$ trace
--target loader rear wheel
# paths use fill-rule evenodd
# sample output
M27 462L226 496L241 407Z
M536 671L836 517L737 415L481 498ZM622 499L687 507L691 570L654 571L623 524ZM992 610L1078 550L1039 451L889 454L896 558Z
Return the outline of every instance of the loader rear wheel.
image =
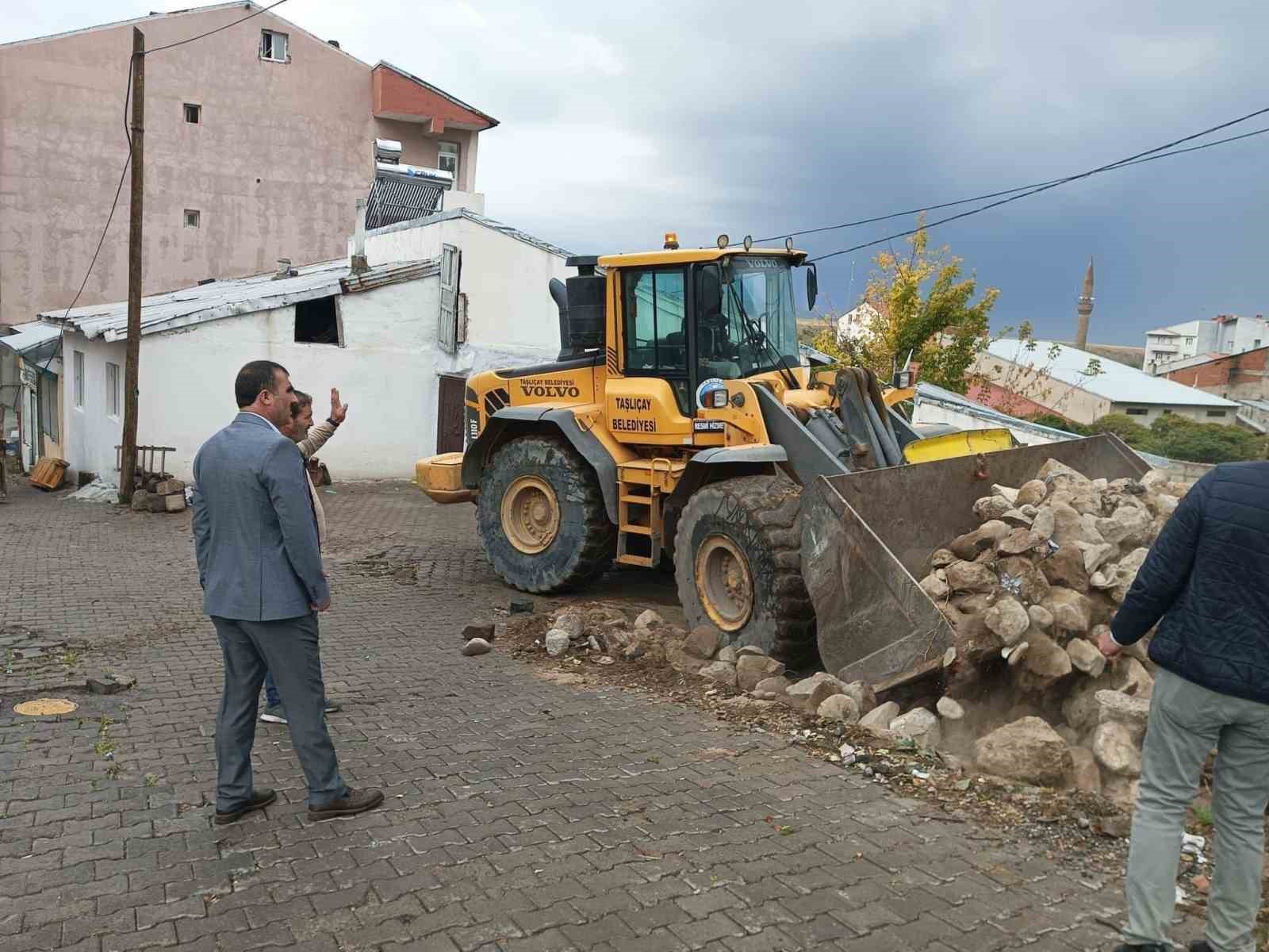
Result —
M688 626L714 625L789 666L815 661L802 583L802 490L782 476L712 482L679 517L674 565Z
M595 471L552 437L499 447L481 476L476 527L494 571L522 592L580 588L603 575L617 551Z

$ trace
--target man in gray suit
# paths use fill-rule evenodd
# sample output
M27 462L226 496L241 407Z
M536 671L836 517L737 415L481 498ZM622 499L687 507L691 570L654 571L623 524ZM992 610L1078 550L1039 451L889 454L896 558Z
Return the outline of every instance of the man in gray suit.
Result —
M194 457L198 581L225 656L216 823L235 823L277 800L251 786L256 698L266 671L287 706L308 781L308 817L373 810L383 792L344 783L322 717L317 613L330 608L330 589L303 458L278 429L292 415L291 377L279 364L253 360L239 371L233 392L239 415Z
○ ○ ○ ○
**TASK GOAL**:
Put every line of the items above into a Markdown table with the columns Index and Entry, numbering each row and skipping blank lines. Leave the pictures out.

**EXERCISE ANSWER**:
| Index | Entry |
|---|---|
| 1 | $ trace |
| 2 | --target loader rear wheel |
| 3 | # paths use fill-rule evenodd |
| 4 | # sample output |
| 5 | M27 462L226 496L241 407Z |
| 6 | M536 671L836 517L737 415L481 498ZM622 499L687 507L691 570L654 571L623 524ZM992 610L1078 550L1039 451L889 454L896 558Z |
| 7 | Return the outline of every instance of the loader rear wheel. |
| 8 | image = |
| 9 | Result — |
| 10 | M688 626L714 625L789 666L815 661L802 583L802 490L782 476L712 482L679 517L674 565Z |
| 11 | M595 471L552 437L499 447L481 476L476 527L494 571L522 592L580 588L603 575L617 551Z |
| 12 | $ trace |
| 13 | --target man in gray suit |
| 14 | # paths use fill-rule evenodd |
| 15 | # sample output |
| 16 | M27 462L226 496L241 407Z |
| 17 | M536 671L836 517L737 415L481 498ZM622 499L687 507L691 570L654 571L623 524ZM992 610L1078 550L1039 451L889 454L896 558Z |
| 18 | Return the outline of every instance of the man in gray suit. |
| 19 | Result — |
| 20 | M194 457L198 581L225 656L216 823L235 823L277 800L251 786L256 698L266 671L287 706L308 781L308 817L373 810L383 792L344 783L322 717L317 613L330 608L330 589L303 458L278 429L292 415L291 377L279 364L253 360L239 371L233 392L239 415Z |